> _正文_:
含分布式电源的配网故障检测及隔离技术研究
|
摘要
近年来分布式发电技术(Distribution Generation:DG)得到了快速的发展,随着DG的并网运行,改变了配网原有的短路电流流向,导致原有馈线保护出现灵敏度降低、拒动、误动等问题,这给配网故障的检测与隔离带来多方面的问题,因此开展相关方面的研究,寻找新的解决问题的途径,提出相应的对策是十分必要的,对于DG在配网中的发展和推广有着重要的意义。
本文在总结和借鉴前人研究工作的基础上,通过对DG接入配网后对保护影响的定性分析,发现当发生故障时,故障点与DG之间不同的位置关系,对线路保护的影响会有所不同。通过分析可知:当DG上游发生故障时,故障馈线保护所感受到的故障电流与只与系统侧电源有关,但由于DG所引起的反向电流如果过大,有可能引起故障点与DG之间馈线保护的误动;DG下游发生故障时,DG上游的馈线保护感受到的短路电流将会根据DG接入的位置和容量的改变,受到不同程度的影响。当故障发生在DG接入馈线时,对DG下游保护无影响;当故障发生在DG下游馈线时,下游保护流过的短路电流将受DG助增电流的影响而增大。基于以上的结论对电流保护进行了改进配置,并提出了三种应对DG并网后配网故障检测与隔离的方案,包括重合器-分段器配合模式的改进方案、基于通信的分布式纵联与主从式区域纵联方案,并分析了其各自的特点和适用范围。重点对其中的主从式区域纵联方案进行了深入研究,包括对故障检测与隔离算法的研究、相应软硬件装置的设计与实现和通信方案的研究等。
主从式区域纵联方案在每一个分段开关处配备保护从机,依靠其内部的故障方向元件,测量其安装点处的故障方向,当配网系统故障后,主机下发命令收集从机故障方向信息,之后通过故障检测与隔离算法对所收集的信息进行运算处理,得出最终的故障区段和需要跳开的开关信息,并下发跳闸指令,完成故障的隔离。其中方向元件的可靠动作、故障检测与隔离算法的合理设计和通信的快速可靠是方案实现的关键。因此在实现方案之前首先通过对系统的需求进行分析,构建出了方案基本的结构框架,并重点针对系统的核心算法进行了各种情况的讨论,包括故障检测算法、故障隔离算法、系统结构发生变化时的处理措施和系统信息不完备情况的故障处理分析,在此基础上通过各功能模块的构建实现,开发完成了主机监控系统;故障方向的检测是通过分段开关处的保护从机实现的,其中的故障方向元件采用故障分量和90°接线原理,保证了方向元件的可靠性,该从机装置是为实现本方案单独开发的软硬兼备的保护装置,很好的满足了对故障检测的需要,并且具有友好的人机交互界面和组网功能。

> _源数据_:
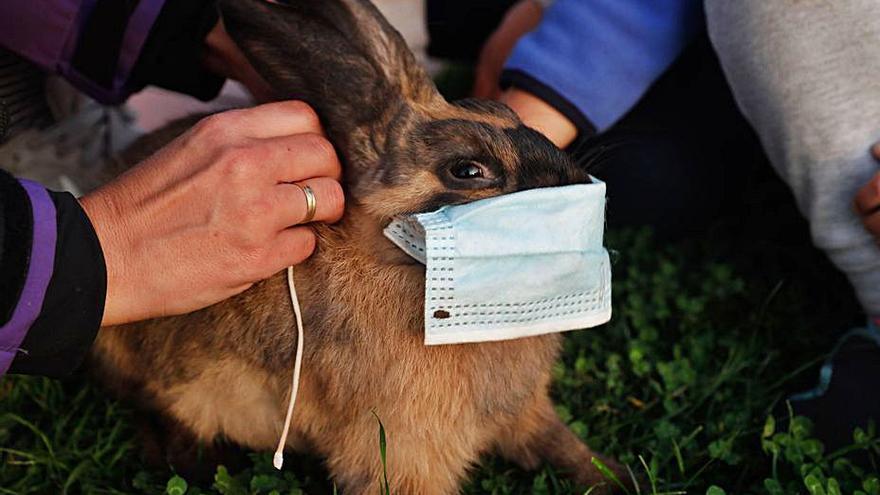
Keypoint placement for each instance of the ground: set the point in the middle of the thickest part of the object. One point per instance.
(686, 385)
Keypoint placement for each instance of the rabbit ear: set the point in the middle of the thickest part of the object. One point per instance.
(340, 56)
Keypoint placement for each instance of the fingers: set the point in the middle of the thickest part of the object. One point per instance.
(867, 200)
(291, 202)
(302, 156)
(292, 246)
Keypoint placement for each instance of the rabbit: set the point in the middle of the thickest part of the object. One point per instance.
(224, 372)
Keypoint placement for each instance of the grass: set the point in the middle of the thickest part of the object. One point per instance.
(686, 385)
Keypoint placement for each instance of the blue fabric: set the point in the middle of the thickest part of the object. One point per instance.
(602, 55)
(517, 265)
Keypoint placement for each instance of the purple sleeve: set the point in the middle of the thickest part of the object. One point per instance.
(46, 32)
(39, 273)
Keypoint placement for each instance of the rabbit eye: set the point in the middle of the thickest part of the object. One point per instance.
(467, 170)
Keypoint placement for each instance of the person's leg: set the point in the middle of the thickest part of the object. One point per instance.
(805, 76)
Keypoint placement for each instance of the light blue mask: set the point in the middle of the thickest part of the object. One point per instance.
(517, 265)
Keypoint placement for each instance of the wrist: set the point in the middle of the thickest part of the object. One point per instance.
(106, 219)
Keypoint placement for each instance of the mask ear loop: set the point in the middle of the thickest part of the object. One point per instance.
(278, 459)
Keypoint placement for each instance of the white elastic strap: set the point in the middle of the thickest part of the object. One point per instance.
(278, 459)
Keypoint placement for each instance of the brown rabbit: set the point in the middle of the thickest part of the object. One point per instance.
(224, 372)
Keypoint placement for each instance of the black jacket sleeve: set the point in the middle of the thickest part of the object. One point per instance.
(73, 305)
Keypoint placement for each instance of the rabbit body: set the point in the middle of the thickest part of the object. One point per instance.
(225, 371)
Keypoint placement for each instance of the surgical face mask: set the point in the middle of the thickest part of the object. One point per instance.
(517, 265)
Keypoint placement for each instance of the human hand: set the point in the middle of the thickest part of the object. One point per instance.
(541, 116)
(214, 211)
(223, 57)
(519, 20)
(867, 201)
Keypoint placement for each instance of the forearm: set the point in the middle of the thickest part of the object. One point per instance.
(53, 277)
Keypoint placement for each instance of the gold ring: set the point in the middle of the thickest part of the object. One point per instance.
(311, 203)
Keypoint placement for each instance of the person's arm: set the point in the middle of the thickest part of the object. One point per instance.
(589, 62)
(203, 219)
(110, 49)
(53, 280)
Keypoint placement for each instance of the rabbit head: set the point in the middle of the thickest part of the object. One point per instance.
(404, 148)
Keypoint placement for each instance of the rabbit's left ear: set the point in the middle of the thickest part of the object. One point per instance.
(340, 56)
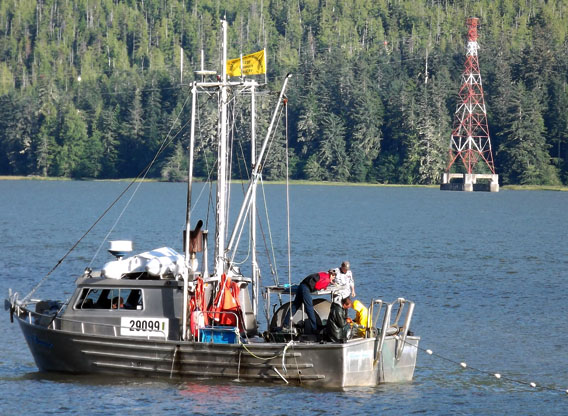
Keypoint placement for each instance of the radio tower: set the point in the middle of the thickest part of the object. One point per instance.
(470, 140)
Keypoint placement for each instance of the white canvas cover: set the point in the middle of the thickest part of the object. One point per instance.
(156, 262)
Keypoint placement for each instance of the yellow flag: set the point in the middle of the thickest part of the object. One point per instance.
(253, 64)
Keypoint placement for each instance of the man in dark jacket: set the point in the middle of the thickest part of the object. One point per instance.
(311, 283)
(336, 321)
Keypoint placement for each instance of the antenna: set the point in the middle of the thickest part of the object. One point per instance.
(470, 142)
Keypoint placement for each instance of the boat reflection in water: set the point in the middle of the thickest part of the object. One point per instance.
(161, 313)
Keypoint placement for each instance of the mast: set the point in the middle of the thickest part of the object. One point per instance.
(220, 223)
(255, 283)
(189, 263)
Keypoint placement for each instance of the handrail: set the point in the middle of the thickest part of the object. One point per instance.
(386, 324)
(406, 327)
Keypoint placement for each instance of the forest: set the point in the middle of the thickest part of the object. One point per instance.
(98, 88)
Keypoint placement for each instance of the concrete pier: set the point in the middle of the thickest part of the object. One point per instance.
(468, 182)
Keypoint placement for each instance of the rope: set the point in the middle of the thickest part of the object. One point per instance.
(498, 376)
(265, 359)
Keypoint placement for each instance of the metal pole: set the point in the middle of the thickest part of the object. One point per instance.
(253, 206)
(222, 168)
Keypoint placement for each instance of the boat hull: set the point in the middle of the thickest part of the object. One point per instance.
(329, 365)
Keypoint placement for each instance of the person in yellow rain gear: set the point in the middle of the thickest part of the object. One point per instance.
(361, 317)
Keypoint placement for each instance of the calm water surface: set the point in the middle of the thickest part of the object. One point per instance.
(487, 272)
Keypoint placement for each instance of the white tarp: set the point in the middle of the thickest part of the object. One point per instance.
(157, 262)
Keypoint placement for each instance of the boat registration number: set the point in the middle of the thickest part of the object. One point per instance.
(144, 327)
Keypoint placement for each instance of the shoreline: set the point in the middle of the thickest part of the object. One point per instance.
(558, 188)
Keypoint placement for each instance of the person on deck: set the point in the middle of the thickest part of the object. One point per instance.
(337, 320)
(311, 283)
(344, 279)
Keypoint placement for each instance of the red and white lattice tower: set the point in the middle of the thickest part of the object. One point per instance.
(470, 140)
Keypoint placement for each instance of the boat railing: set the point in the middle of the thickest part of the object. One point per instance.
(391, 326)
(54, 322)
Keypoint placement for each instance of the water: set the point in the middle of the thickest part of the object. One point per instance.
(487, 272)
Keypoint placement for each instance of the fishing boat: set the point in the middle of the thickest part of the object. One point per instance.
(164, 313)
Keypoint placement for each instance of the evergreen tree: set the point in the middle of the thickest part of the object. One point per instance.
(524, 152)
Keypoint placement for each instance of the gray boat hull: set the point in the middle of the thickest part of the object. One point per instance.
(329, 365)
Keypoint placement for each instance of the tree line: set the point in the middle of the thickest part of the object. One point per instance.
(93, 88)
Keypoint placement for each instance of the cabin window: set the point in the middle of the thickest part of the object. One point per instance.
(110, 299)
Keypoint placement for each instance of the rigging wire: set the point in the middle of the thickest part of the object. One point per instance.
(164, 144)
(167, 140)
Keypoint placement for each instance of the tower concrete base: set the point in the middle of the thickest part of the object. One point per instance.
(468, 182)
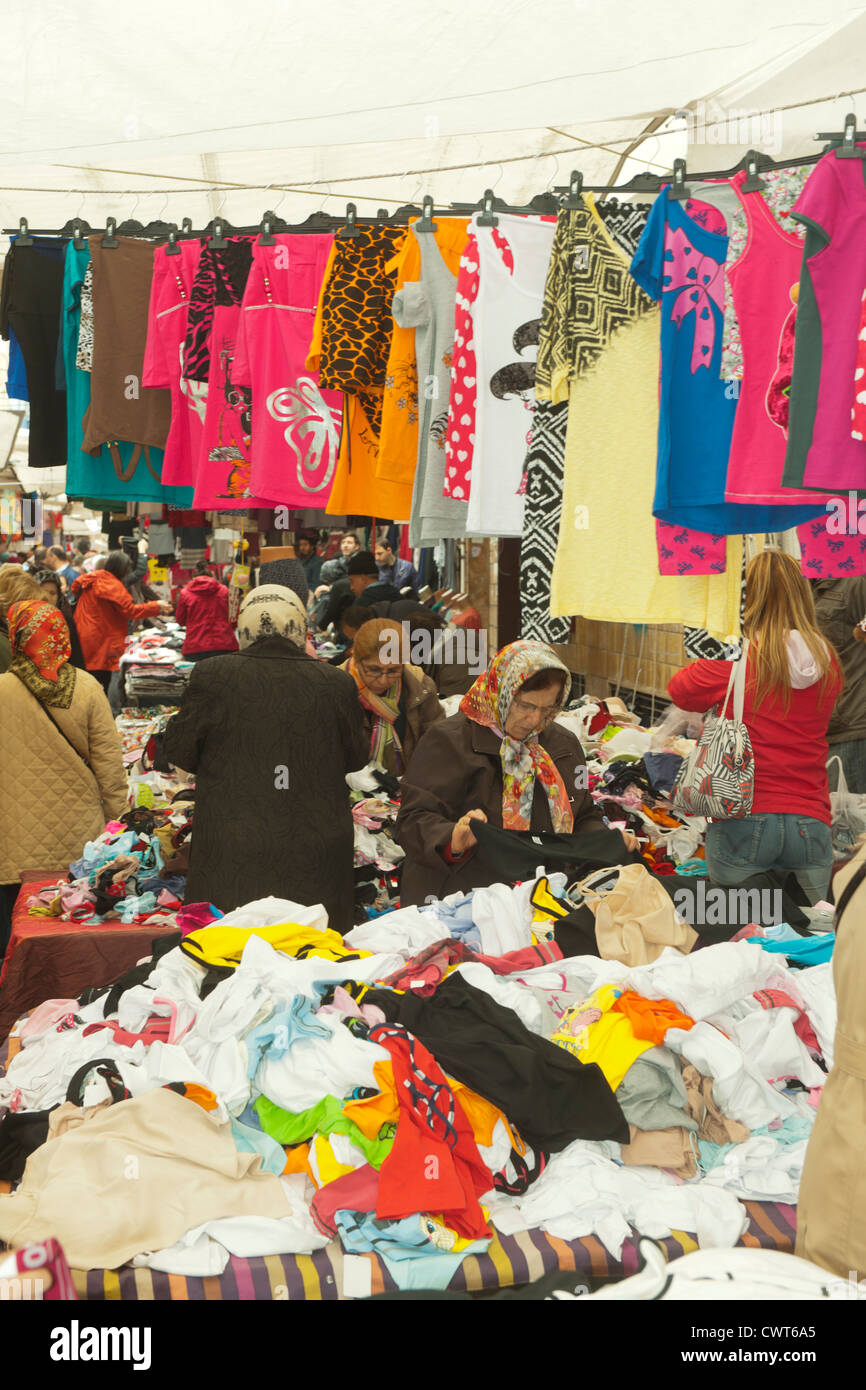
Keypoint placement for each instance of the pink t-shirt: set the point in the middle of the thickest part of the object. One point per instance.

> _给定练习 1_:
根据正文回答：
(a) 故障发生在DG下游馈线时，下游保护流过的短路电流会如何变化？
(b) 主从式区域纵联方案在什么位置配备保护从机？
(c) 保护从机中的故障方向元件采用哪些原理？
> _给定练习 2_: 把源数据中从包含“Keypoint placement for each instance of the cabin”的那一行开始、到源数据末尾结束的各行放入一个JSON字符串列表，每行一个字符串，空行不计，图片不要放进去。

> _预期输出 1_:
(a) 受DG助增电流的影响而增大。
(b) 每一个分段开关处。
(c) 故障分量和90°接线原理。

> _预期输出 2_:
[
  "Keypoint placement for each instance of the cabin window: set the point in the middle of the thickest part of the object. One point per instance.",
  "(110, 299)",
  "Keypoint placement for each instance of the rigging wire: set the point in the middle of the thickest part of the object. One point per instance.",
  "(164, 144)",
  "(167, 140)",
  "Keypoint placement for each instance of the tower concrete base: set the point in the middle of the thickest part of the object. One point per instance.",
  "(468, 182)",
  "Keypoint placement for each instance of the pink t-shirt: set the point in the middle of the thickest part of the object. One point per instance."
]